- DATA IN THIS EXERCISE -
◇ ◇ ◇ ◇ ◇ ◇ ◇

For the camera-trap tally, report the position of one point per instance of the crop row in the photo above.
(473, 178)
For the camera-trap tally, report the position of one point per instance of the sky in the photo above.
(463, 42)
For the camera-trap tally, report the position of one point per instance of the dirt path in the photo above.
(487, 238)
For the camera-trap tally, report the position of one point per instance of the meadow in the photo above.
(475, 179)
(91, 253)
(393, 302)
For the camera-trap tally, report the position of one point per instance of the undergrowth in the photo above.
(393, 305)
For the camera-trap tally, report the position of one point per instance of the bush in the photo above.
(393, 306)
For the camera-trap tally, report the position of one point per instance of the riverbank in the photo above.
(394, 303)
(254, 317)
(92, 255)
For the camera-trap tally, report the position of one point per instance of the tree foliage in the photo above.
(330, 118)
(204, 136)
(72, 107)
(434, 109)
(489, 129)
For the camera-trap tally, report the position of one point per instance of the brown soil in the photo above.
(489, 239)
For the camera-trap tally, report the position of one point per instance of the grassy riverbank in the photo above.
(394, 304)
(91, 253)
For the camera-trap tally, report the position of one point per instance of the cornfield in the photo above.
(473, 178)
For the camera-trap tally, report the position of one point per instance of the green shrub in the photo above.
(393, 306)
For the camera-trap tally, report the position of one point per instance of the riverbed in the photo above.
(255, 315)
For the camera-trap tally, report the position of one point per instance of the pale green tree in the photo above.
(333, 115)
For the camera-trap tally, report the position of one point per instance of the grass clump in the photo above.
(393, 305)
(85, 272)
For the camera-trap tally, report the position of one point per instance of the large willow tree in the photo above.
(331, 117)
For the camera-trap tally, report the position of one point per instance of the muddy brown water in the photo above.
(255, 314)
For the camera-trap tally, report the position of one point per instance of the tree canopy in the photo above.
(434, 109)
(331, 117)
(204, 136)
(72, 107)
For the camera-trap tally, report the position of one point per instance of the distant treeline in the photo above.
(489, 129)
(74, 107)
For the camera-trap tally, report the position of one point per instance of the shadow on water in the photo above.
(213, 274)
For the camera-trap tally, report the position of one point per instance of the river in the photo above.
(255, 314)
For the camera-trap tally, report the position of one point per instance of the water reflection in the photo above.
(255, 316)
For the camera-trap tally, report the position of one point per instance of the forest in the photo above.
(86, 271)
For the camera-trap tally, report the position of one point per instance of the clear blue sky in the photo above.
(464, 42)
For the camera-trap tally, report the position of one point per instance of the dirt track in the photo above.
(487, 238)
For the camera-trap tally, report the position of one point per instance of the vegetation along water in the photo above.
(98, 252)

◇ ◇ ◇ ◇ ◇ ◇ ◇

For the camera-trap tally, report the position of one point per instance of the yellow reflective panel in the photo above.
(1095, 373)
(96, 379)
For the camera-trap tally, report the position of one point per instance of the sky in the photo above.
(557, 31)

◇ ◇ ◇ ◇ ◇ ◇ ◇

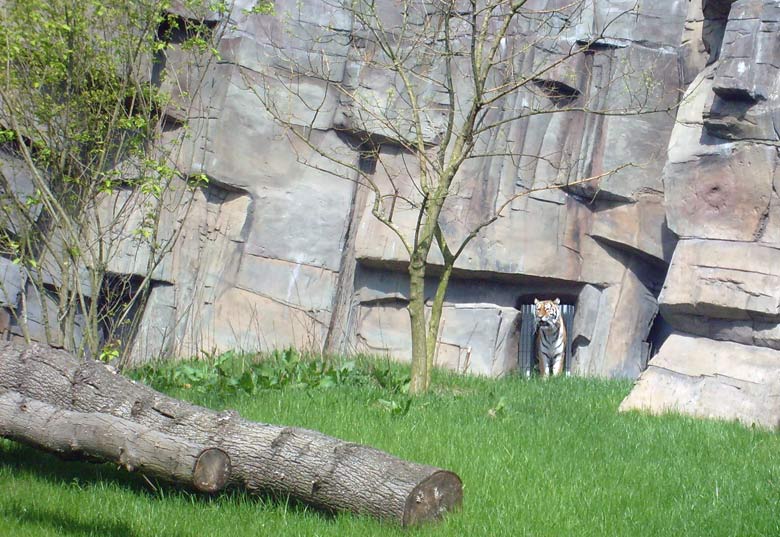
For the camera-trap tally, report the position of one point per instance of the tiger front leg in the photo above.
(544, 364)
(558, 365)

◇ ◇ ◇ ◇ ◇ ◇ ◇

- WHAT YOU HAVE TO DO -
Extract every line of the items above that contains the string "brown". Matching is case-sensitive.

- EXERCISE SOLUTION -
For the camera-trap tally, report the position of one point per instance of the brown soil in the photo above.
For the camera-trap tally, report the position of one point per instance of the muddy brown water in the photo above.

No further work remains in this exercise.